Request. Rewrite the data below, starting at the line containing "Target: stethoscope" and ending at the end of the data, keeping every line. Shift each x and y coordinate up by 67.
* Start Listed entries *
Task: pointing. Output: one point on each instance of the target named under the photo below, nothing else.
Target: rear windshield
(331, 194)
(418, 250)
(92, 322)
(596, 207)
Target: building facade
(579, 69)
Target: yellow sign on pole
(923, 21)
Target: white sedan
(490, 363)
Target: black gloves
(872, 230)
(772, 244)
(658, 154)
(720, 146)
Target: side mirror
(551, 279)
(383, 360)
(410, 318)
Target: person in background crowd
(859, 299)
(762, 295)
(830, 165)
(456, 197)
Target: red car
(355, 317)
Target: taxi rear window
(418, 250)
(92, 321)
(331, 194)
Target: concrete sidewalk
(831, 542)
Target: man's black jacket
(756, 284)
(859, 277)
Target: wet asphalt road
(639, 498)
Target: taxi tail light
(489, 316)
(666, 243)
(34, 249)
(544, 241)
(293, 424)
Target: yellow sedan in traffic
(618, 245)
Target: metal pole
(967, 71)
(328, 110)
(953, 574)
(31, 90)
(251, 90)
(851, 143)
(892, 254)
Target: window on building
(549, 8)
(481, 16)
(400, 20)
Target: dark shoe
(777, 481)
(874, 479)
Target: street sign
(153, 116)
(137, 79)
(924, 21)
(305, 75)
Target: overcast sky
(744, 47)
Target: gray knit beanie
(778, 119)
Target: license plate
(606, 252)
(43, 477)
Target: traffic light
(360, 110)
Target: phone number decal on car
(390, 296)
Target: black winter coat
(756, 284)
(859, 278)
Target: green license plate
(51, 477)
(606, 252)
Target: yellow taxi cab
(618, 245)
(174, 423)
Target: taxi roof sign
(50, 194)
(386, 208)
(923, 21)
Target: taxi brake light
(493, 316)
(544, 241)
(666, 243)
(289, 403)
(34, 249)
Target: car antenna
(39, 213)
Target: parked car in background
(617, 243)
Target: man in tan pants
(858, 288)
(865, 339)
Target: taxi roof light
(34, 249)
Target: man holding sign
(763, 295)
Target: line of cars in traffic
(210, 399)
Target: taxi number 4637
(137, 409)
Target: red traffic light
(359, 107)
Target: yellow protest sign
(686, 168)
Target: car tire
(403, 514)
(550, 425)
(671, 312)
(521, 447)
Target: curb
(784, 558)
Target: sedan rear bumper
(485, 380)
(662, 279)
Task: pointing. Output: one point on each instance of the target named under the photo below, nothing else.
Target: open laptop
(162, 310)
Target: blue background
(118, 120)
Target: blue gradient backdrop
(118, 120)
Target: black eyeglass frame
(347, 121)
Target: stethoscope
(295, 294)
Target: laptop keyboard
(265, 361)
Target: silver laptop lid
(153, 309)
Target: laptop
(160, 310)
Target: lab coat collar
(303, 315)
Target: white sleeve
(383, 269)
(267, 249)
* End Listed entries *
Solution to this problem.
Target: stethoscope
(362, 361)
Target: laptop keyboard
(332, 428)
Target: silver laptop lid
(220, 376)
Target: laptop
(227, 377)
Target: lab coat collar
(370, 382)
Target: white sleeve
(450, 336)
(334, 316)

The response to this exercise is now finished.